By digging into the internals of a subprocess produced by Popen(), you can write in a blocking manner to the stdin pipe, and read in a blocking manner from the stdout/stderr pipe(s). For scripting most command-line operations, the lack of timeouts and the ability to *stop* trying to read is as important as being able to spawn an external process. It kind-of kills that side of the usefulness of Python as a tool for scripting.

The question is not whether or not a user of Python can dig into the internals, make some calls, then get it to be non-blocking - the existence of two different patches to do so (the most recent of which is from 4 1/2 years ago) shows that it *can* be done. The question is whether or not the desire for the functionality warrants having functions or methods to perform these operations in the standard library.

I and others have claimed that it should go into the standard library. Heck, there was enough of a push that Eric got paid to write his version of the functionality for a GSoC project in 2009. There has even been activity on the bug itself unrelated to deferring discussions as recently as May 2012 (after which activity seems to have paused for reasons I don't know). Some people have raised reasonable questions about the API and implementation, but no one is willing to offer an alternative API that they think would be better, so discussions about implementation of a non-existent API for inclusion are moot.


But honestly, I have approximately zero faith that what I say or do will lead to the inclusion of any changes to the subprocess module. Which is why I'm offering to write a short example that uses asyncio for inclusion in the docs. It's not what I've wanted for almost 9 years, but at least it has a chance of actually happening. I'll take a chance at updating the docs instead of a 3 to 9 month bikeshedding just to lead to rejection any day.


So yeah. Someone want to make a decision? Tell me to write the docs, I will. Tell me to go take a long walk off a short pier, I'll thank you for your time and leave you alone.

 - Josiah



On Thu, Mar 27, 2014 at 7:18 PM, Terry Reedy <tjreedy@udel.edu> wrote:
On 3/27/2014 9:16 PM, Josiah Carlson wrote:
You don't understand the point because you don't understand the feature
request or PEP. That is probably my fault for not communicating the
intent better in the past. The feature request and PEP were written to
offer something like the below (or at least enough that the below could
be built with minimal effort):

def do_login(...):
     proc = subprocess.Popen(...)

Instructions:
a – Please copy the stretch of the subprocess post from "But honestly, I" through "leave you alone.".
b – Answer these questions from the subprocess post:
(i) In what year was Eric paid to write his version of the functionality for a GSoC project?
(ii) How long ago was the most recent of the two patches made?
(iii) What does Josiah offer to write for inclusion in the docs?
c – Continue the subprocess post from its last line.

Record list:
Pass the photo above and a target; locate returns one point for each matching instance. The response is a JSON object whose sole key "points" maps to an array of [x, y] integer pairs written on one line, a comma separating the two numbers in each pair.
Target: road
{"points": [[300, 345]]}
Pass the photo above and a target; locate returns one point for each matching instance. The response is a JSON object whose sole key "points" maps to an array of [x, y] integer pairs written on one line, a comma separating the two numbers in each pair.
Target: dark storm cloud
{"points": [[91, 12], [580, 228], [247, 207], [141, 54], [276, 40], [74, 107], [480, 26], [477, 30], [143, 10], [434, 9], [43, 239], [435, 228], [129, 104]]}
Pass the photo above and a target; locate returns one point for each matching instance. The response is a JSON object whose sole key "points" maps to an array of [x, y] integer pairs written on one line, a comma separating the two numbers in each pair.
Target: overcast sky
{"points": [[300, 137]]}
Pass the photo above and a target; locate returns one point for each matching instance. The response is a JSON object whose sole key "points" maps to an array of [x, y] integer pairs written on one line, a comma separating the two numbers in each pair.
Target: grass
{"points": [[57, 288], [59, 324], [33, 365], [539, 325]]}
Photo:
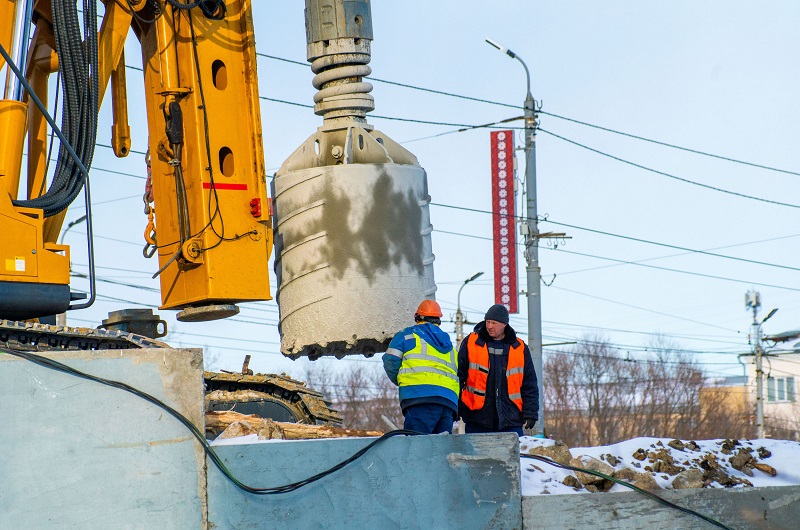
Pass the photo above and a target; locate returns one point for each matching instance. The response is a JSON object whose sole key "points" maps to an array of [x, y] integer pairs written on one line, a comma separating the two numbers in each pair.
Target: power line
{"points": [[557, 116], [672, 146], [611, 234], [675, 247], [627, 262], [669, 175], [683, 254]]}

Solved tasks:
a –
But honestly, I have approximately zero faith that what I say or do will lead to the inclusion of any changes to the subprocess module. Which is why I'm offering to write a short example that uses asyncio for inclusion in the docs. It's not what I've wanted for almost 9 years, but at least it has a chance of actually happening. I'll take a chance at updating the docs instead of a 3 to 9 month bikeshedding just to lead to rejection any day.


So yeah. Someone want to make a decision? Tell me to write the docs, I will. Tell me to go take a long walk off a short pier, I'll thank you for your time and leave you alone.

b –
(i) 2009
(ii) 4 1/2 years ago
(iii) A short example that uses asyncio

c –
     current = proc.recv(timeout=5)
     last_line = current.rstrip().rpartition('\n')[-1]
     if last_line.endswith('login:'):
         proc.send(username)
         if proc.readline(timeout=5).rstrip().endswith('password:'):
             proc.send(password)
             if 'welcome' in proc.recv(timeout=5).lower():
                 return proc
     proc.kill()

The API above can be very awkward (as shown :P ), but that's okay. From
those building blocks a (minimally) enterprising user would add
functionality to suit their needs. The existing subprocess module only
offers two methods for *any* amount of communication over pipes with the
subprocess: check_output() and communicate(), only the latter of which
supports sending data (once, limited by system-level pipe buffer
lengths). Neither allow for nontrivial interactions from a single
subprocess.Popen() invocation.

According to my reading of the doc, one should (in the absence of deadlocks, and without having timeouts) be able to use proc.stdin.write and proc.stdout.read. Do those not actually work?



 The purpose was to be able to communicate
in a bidirectional manner with a subprocess without blocking, or
practically speaking, blocking with a timeout. That's where the "async"
term comes from. Again, there was never any intent to have the
functionality be part of asyncore or any other asynchronous sockets
framework, which is why there are no handle_*() methods, readable(),
writable(), etc.

Your next questions will be: But why bother at all? Why not just build
the piece you need *inside* asyncio? Why does this need anything more?
The answer to those questions are wants and needs. If I'm a user that
needs interactive subprocess handling, I want to be able to do something
like the code snippet above. The last thing I need is to have to rewrite
the way my application/script/whatever handles *everything* just because
a new asynchronous IO library has been included in the Python standard
library - it's a bit like selling you a $300 bicycle when you need a $20
wheel for your scooter.

That there *now* exists the ability to have async subprocesses as part
of asyncio is a fortunate happenstance, as the necessary underlying
tools for building the above now exist in the standard library. It's a
matter of properly embedding the asyncio-related bits inside a handful
of functions to provide something like the above, which is what I was
offering to write. But why not keep working on the subprocess module?
Yep. Tried that. Coming up on 9 years since I created the feature
request and original Activestate recipe. To go that route is going to be
2-3 times as much work as has already been dedicated to get somewhere
remotely acceptable for inclusion in Python 3.5, but more likely,
subsequent rejection for similar reasons why it has been in limbo.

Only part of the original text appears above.